• Exercise details
From the first line to the last, write out the listing exactly.

• Data to process
════════
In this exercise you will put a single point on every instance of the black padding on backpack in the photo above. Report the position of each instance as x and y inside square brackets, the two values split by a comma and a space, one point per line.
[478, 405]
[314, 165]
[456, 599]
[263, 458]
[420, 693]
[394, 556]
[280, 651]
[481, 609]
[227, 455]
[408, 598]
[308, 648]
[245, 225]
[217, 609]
════════
• Response area
In this exercise you will put a single point on every instance of the black padding on backpack in the photo above. Report the position of each instance as x and y inside square brackets, the two values split by a comma and a space, one point per line.
[478, 405]
[314, 165]
[456, 599]
[263, 458]
[420, 693]
[394, 556]
[280, 651]
[481, 609]
[227, 455]
[408, 598]
[308, 648]
[245, 225]
[217, 609]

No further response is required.